§ **WHAT IS REQUIRED**
Verbatim copy without pictures. Please print every entry as it stands.

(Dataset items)
___

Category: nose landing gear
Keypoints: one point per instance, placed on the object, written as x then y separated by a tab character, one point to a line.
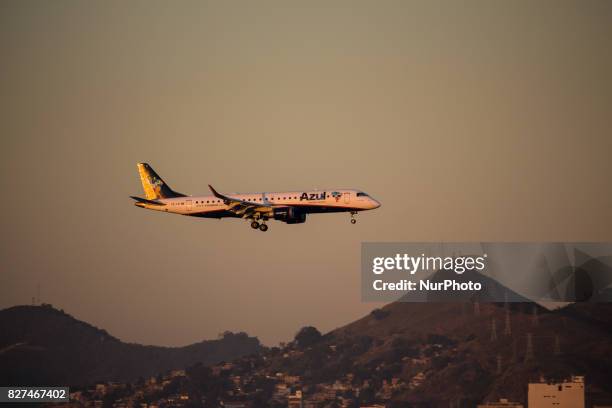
256	225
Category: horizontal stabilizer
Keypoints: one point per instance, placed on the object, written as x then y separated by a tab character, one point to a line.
145	201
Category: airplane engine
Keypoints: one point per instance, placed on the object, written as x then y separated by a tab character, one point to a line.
290	215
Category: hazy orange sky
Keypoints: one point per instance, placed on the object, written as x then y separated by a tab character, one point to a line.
478	120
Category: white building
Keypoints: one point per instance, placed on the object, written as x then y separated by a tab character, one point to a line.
567	394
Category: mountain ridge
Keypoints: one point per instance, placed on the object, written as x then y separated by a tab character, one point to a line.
44	345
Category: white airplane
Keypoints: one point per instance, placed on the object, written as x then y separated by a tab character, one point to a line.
290	206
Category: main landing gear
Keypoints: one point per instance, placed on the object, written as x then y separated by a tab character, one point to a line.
256	225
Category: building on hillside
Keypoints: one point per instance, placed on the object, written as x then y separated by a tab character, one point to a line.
566	394
295	400
502	403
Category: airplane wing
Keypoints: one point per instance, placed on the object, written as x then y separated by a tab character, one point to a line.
145	201
243	208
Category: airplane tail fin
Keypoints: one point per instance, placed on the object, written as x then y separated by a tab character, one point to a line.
153	185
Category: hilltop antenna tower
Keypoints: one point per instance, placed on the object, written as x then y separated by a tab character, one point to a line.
508	327
534	317
557	351
493	330
529	352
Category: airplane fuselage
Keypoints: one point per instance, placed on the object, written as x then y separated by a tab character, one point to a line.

___

§ **RESULT OF THIS TASK**
Category: nose landing gear
Keypoints: one point per instance, placed on the object, written as x then y separated by a tab character, one point to a line.
256	225
Category: horizontal stabilizer
Keypoints: one point per instance, placed on the object, written as x then y separated by a tab character, one point to a line.
145	201
Category: airplane engine
Keypoints: one point per instance, placed on the object, written as x then y separated by a tab character, one point to a line.
290	215
Category: hazy orange sky
Keypoints: one point per instance, placed on the object, written as x then y separated by a tab character, one point to a line.
478	120
Category: white building
Keypoints: one point per instance, placed on the object, written as x then y separated by a tab character, one point to a line.
567	394
Category: mountain ridge
Keypoints: one point per instance, placed on the object, written as x then y separated by a tab character, one point to a line.
44	345
Category: white airplane
Keypoints: one point per instance, placed on the object, written as x then y separated by a tab character, one point to a line.
290	206
Category: main landing gear
Keypoints: one point per instance, placed on the object, written as x then y separated by a tab character, one point to a line.
256	225
Category: building on hillside
Keypoints: one point per instance, placed on the object, written as x then y separated by a tab character, one point to a line.
566	394
295	400
502	403
Category: airplane wing
Keypoints: one point per instance, placed on the object, written as x then y separated by a tab character, one point to a line.
145	201
243	208
Category: airplane tail fin
Keypoints: one point per instance, placed on the object, written as x then y separated by a tab character, one point to a line.
153	185
Category: hilltop antenna tower
Keypoints: one point per instance, placed on the object, written as x then y separated by a tab character, one point to a line.
508	327
534	317
557	351
493	330
529	352
Category: airplane fuselage
Keypoints: one point per instance, placed on the object, written as x then y separated by a tab character, one point to a line.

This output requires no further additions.